WORK ITEM
In the records below, find the line that contains "Each <instance> block is completed" and the line that contains "positive clicks: (254, 202)", then retype exactly those two lines and every line between them.

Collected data
:::::

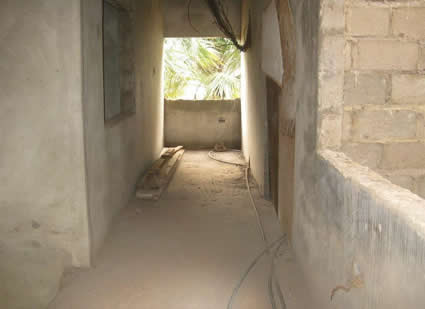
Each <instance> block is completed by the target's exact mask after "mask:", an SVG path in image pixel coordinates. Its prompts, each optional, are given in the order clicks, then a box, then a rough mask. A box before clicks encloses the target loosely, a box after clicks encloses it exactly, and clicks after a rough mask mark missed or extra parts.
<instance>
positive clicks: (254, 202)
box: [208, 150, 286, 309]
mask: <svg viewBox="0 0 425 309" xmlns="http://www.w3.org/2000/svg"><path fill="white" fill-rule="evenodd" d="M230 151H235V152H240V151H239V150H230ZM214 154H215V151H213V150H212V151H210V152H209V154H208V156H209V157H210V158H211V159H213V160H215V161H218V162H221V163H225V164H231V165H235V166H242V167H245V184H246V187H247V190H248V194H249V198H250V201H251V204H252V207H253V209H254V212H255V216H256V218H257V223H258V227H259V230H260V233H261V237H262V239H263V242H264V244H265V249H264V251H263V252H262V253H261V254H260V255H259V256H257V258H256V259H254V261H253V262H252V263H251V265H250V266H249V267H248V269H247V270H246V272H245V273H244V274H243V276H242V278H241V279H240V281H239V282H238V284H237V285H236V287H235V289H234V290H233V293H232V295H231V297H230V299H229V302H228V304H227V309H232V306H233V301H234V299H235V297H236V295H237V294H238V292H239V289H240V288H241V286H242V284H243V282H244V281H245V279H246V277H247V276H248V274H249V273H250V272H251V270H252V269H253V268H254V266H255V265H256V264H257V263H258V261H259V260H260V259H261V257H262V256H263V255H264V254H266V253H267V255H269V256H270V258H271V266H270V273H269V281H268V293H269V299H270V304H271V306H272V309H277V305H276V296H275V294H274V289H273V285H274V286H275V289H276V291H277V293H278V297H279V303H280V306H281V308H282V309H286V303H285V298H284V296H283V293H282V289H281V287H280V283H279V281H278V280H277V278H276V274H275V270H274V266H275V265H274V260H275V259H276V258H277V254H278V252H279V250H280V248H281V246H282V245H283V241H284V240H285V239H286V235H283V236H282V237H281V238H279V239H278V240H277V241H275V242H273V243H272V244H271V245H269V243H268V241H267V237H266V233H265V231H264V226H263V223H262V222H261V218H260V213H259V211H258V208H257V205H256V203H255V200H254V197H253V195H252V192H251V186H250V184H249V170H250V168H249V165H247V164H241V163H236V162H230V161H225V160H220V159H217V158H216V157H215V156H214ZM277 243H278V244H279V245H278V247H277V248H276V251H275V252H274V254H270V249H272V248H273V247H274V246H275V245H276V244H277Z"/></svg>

:::::

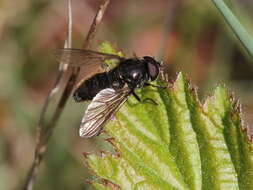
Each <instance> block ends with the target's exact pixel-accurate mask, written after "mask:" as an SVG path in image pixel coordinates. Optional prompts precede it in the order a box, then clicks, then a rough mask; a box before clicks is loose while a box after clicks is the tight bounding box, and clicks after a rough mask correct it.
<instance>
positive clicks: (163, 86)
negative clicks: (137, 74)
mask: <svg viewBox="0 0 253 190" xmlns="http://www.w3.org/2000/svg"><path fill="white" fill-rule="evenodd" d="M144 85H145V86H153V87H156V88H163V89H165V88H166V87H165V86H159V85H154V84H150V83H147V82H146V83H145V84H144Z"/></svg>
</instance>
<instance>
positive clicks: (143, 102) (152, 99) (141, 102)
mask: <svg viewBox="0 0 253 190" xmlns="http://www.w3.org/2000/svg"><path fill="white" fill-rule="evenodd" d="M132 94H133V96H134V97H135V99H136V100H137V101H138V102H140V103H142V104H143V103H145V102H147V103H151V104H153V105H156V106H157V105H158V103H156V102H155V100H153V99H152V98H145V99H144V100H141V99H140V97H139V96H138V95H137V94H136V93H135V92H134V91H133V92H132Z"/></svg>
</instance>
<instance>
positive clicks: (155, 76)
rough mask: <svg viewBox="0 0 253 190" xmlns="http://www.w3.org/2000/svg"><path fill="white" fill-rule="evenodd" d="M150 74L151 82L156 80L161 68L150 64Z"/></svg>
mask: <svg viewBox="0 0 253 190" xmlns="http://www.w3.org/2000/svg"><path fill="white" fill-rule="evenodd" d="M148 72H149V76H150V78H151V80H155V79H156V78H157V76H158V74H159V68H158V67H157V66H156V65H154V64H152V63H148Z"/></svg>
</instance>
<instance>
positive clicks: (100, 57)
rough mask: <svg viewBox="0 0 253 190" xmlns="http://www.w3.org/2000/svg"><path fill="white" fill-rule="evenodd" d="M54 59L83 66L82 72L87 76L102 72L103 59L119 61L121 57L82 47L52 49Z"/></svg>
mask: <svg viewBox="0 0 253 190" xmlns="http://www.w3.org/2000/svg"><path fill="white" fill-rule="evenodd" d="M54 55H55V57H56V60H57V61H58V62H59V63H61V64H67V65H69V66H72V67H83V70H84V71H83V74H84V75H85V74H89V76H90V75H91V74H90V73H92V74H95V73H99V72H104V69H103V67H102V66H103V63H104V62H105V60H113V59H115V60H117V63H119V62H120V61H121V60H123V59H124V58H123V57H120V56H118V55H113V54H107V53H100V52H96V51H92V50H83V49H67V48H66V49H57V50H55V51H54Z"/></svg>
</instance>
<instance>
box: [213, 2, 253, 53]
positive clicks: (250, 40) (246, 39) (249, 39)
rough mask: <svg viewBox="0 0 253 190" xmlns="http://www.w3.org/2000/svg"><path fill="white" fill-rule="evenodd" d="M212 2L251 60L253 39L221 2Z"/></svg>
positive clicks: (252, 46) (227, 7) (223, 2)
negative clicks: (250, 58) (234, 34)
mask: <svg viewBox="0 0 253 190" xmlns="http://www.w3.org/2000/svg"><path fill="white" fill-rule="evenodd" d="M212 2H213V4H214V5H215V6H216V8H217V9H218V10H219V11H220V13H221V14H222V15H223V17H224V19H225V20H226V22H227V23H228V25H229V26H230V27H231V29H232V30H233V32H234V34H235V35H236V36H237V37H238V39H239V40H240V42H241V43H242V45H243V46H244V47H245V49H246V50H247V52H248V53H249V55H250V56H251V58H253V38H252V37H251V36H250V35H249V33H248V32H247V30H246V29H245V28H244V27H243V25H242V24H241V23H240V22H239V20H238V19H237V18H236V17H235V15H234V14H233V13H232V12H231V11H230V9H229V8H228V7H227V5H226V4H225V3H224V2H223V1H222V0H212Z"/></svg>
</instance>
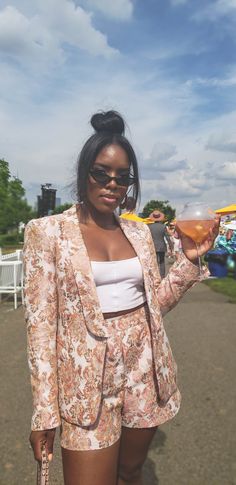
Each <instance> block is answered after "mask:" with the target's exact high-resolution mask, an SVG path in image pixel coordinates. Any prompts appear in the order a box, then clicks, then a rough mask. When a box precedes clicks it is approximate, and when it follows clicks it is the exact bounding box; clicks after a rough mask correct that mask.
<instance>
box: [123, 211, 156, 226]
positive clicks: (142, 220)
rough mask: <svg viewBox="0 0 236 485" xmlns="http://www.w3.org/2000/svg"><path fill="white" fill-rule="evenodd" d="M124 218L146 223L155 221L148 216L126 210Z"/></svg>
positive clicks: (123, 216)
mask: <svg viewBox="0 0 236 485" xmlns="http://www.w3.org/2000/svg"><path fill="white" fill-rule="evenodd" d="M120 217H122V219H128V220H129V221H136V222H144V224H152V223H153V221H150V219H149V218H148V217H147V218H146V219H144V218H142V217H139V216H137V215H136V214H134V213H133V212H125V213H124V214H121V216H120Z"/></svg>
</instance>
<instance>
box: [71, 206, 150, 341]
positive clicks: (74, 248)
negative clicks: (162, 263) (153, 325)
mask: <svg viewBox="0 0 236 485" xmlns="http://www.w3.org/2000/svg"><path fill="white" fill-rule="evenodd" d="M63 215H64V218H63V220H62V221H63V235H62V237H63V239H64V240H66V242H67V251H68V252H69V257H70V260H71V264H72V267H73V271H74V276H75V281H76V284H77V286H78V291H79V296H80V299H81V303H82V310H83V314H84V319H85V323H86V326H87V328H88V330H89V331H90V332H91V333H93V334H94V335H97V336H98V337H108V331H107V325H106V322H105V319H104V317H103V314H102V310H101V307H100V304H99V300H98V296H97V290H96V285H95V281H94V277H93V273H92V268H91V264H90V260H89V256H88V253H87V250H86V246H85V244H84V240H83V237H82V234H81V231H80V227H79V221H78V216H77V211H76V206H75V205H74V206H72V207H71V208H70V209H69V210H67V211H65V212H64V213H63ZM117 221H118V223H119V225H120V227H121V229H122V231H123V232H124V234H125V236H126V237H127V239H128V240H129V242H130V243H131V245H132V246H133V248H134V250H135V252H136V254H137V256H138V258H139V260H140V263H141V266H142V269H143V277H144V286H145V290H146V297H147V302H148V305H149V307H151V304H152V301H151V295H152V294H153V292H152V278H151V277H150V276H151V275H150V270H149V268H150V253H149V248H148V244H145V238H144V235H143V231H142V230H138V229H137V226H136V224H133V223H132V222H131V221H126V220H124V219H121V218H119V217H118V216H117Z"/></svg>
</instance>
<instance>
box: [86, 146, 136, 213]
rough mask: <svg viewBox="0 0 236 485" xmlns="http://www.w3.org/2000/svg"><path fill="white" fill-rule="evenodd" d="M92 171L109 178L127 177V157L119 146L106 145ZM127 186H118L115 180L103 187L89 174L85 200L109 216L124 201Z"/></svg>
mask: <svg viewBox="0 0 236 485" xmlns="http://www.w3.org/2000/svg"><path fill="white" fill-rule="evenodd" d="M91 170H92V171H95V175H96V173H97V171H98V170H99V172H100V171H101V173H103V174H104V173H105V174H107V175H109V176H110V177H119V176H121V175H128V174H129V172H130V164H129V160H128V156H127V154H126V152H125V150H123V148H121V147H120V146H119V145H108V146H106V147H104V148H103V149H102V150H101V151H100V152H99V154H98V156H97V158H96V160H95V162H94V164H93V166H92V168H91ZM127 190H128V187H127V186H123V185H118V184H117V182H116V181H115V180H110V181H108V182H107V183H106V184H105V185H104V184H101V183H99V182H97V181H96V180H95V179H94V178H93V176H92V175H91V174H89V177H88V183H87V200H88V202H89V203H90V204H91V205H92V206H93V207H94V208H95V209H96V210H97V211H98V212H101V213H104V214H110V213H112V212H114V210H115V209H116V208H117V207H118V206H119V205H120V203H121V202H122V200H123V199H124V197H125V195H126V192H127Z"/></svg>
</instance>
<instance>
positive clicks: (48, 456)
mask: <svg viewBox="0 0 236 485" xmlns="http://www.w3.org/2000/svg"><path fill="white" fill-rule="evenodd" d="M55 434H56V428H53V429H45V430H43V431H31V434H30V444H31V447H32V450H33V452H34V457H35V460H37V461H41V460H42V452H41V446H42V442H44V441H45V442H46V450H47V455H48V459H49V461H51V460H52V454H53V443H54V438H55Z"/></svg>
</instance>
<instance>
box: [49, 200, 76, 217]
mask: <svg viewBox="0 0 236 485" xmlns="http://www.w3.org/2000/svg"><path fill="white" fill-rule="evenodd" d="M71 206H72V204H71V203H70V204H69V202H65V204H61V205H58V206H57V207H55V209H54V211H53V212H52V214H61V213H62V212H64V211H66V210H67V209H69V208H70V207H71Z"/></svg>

:::::

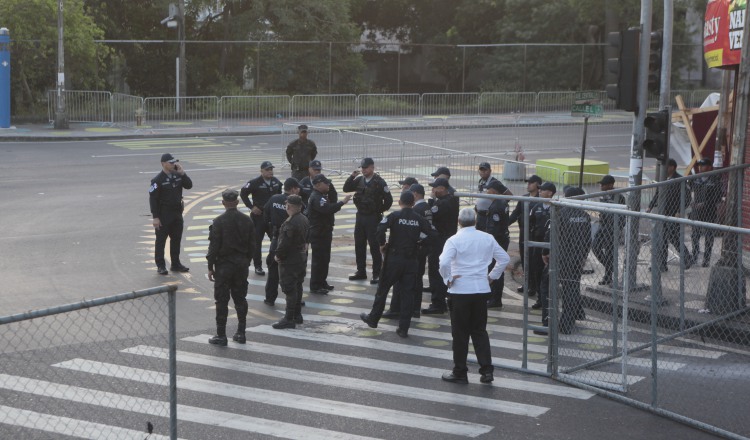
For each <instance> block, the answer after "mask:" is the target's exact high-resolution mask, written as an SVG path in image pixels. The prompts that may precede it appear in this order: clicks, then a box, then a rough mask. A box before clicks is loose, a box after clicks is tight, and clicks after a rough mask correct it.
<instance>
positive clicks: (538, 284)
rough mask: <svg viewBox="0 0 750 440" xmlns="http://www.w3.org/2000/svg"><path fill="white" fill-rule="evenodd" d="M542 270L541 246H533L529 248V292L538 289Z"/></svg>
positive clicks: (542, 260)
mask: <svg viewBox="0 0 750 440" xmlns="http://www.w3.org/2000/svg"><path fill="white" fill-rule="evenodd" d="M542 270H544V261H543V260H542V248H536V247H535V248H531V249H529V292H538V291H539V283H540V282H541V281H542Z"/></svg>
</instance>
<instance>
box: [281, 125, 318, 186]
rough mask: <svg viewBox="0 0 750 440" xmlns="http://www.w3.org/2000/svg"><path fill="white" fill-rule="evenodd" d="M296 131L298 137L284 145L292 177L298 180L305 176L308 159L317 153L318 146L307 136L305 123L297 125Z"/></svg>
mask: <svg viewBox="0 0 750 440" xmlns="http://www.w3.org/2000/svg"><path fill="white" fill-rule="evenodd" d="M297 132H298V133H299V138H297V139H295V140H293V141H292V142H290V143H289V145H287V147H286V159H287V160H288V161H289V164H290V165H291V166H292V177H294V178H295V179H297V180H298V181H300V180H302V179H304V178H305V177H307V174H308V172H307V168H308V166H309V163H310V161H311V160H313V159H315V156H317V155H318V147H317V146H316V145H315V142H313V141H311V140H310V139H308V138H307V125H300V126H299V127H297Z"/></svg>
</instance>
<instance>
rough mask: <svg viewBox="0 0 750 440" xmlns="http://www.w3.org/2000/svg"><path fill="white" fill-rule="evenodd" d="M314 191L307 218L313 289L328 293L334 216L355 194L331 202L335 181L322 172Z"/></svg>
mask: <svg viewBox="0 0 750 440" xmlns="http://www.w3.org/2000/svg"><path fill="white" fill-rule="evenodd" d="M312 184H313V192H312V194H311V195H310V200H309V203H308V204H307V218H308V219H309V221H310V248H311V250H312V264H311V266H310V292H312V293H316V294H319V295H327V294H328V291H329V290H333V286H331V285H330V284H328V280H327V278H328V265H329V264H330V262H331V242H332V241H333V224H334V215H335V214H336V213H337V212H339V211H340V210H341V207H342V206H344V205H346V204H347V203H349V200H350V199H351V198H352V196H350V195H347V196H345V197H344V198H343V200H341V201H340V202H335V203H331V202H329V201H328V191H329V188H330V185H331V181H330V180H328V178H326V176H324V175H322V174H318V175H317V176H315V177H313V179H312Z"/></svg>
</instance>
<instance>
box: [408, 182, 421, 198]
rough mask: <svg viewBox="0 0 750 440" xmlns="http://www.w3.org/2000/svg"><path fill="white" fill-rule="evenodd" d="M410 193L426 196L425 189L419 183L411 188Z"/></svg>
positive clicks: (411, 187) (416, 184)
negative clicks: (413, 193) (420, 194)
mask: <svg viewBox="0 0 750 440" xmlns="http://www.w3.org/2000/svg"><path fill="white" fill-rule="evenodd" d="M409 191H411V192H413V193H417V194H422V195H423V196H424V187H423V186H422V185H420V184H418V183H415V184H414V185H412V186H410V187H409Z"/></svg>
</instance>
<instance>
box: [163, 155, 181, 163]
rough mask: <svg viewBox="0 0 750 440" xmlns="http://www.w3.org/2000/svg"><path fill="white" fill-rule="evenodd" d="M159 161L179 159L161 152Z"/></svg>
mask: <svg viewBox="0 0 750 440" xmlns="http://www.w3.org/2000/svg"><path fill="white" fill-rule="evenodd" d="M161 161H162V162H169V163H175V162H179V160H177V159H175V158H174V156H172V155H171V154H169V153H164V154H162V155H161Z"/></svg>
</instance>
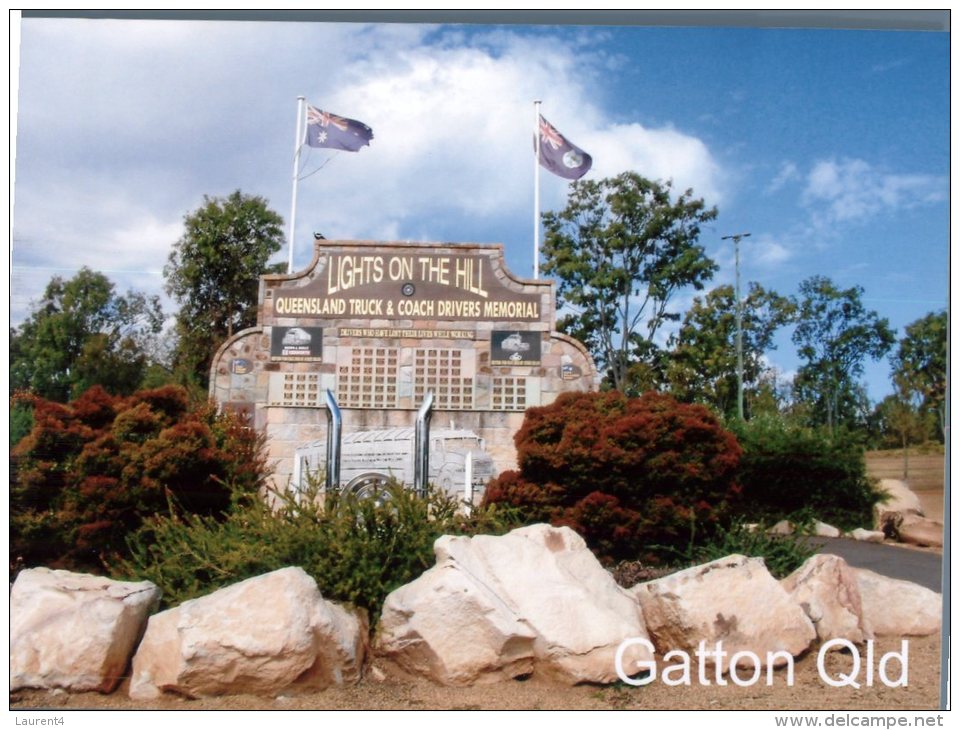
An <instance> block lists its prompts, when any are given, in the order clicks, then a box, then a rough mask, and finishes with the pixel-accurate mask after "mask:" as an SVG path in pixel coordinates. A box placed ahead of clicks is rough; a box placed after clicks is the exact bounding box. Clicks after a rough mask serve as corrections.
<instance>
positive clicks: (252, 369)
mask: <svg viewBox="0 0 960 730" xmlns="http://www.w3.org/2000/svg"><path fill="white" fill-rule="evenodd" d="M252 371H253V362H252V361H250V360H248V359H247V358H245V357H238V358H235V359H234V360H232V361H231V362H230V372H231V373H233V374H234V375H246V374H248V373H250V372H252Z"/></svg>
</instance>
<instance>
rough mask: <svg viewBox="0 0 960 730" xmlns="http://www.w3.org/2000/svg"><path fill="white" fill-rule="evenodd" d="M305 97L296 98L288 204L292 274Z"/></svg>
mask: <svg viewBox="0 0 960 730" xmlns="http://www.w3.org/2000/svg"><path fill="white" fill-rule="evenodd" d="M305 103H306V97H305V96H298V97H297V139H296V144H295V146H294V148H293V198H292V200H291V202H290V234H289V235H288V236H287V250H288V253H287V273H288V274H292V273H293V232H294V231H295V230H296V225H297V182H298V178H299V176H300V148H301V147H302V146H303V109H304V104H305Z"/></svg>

:::::

RESPONSE BOX
Each <instance> block is completed by the target's exact mask after "mask:", an SVG path in image pixel coordinates. Its prompts, each optional, are given in the order clicks, then a box, then a rough mask. A box before clicks encloses the target loosely, a box after clicks encloses it exactly, and clicks after a rough mask mark missed or extra parts.
<instance>
positive clicks: (254, 202)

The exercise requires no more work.